Extracted text:
_ _ _

A Guide to Running AMBER at SDSC
(DATASTAR)



This page provides an end user guide to running the AMBER molecular dynamics simulation software on the various High Performance Computing (HPC) resources available at San Diego Supercomputer Center (SDSC).

Running on SDSC's DATASTAR Machine

DataStar has 272 (8-way) P655+ and 7 (32-way) P690 compute nodes. The 1.5 GHz 8-way nodes (176 in number) have 16 GB, the 1.7 GHz 8-way nodes (96 in number) have 32 GB, while the 32-way nodes have 128 GB of memory. There is also one 32-way node with 256 GB of memory for applications requiring unusually large memory space. DataStar has a nominal theoretical peak performance of 15.6 TFlops.

For the latest news on allocations, queues, resources etc please see the Datastar Documentation.

If you have any specific questions relating to running AMBER at SDSC please contact consulting@sdsc.edu. General questions concerning AMBER should be directed to the AMBER mailing list (amber@scripps.edu).

Amber 9 Installation / Available Codes
The recommended version of AMBER to run on Datastar is AMBER 9.

AMBER 9 is installed in /usr/local/apps/amber9

In here you will find an exe directory containing the executables and a dat directory containing the force field files. The main files that you will need to use on Datastar are as follows:
 

Executable (aliases) Description
pmemd.MPI (pmemd) Recommended executable for running Molecular Dynamics simulations in parallel on the Datastar architecture. Supports Particle Mesh Ewald (PME) and Generalized Born (GB) simulations.
pmemd.1cpu Serial version of pmemd.MPI executable, use for single cpu runs.
sander.MPI (sander) Dynamics engine similar to PMEMD but supports many more options. If you plan to run a simulation type that is not supported by pmemd then you should use this executable (e.g. QM/MM). Note: Parallel scaling will not be as efficient as pmemd. Test the performance for your chosen simulation before submitting long jobs.
sander.1cpu Serial version of sander.MPI executable, use for single cpu runs.
sander.PIMD.MPI (sander.PIMD) Supports Path Integral MD simulations and Nudged Elastic Band Simulations. Parallel version.
sander.PIMD.1cpu Serial version of sander.PIMD.MPI executable, use for single cpu runs.

_ _ _

Data excerpts:
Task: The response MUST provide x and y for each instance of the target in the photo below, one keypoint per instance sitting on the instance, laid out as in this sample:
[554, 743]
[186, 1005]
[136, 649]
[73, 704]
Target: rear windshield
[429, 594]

_ _ _

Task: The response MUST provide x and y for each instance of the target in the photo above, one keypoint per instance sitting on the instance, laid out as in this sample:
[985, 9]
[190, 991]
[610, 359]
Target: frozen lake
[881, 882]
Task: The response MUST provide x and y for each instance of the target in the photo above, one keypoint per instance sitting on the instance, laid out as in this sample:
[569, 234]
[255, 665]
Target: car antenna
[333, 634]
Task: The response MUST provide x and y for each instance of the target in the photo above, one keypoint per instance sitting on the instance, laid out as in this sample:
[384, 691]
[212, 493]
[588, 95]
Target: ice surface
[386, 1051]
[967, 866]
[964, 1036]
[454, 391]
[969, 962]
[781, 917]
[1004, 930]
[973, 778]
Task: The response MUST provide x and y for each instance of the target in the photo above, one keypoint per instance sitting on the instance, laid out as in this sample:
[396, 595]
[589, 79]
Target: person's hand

_ _ _

Tasks:
#1 Copy the passage of the AMBER guide that begins at the words "AMBER 9 is installed" and stop after "Born (GB) simulations.".
#2 According to the AMBER guide, in which directory is AMBER 9 installed on DataStar?
The items have no connection to the AMBER guide.

Task-by-task results:
#1
AMBER 9 is installed in /usr/local/apps/amber9

In here you will find an exe directory containing the executables and a dat directory containing the force field files. The main files that you will need to use on Datastar are as follows:
 

Executable (aliases) Description
pmemd.MPI (pmemd) Recommended executable for running Molecular Dynamics simulations in parallel on the Datastar architecture. Supports Particle Mesh Ewald (PME) and Generalized Born (GB) simulations.

#2 /usr/local/apps/amber9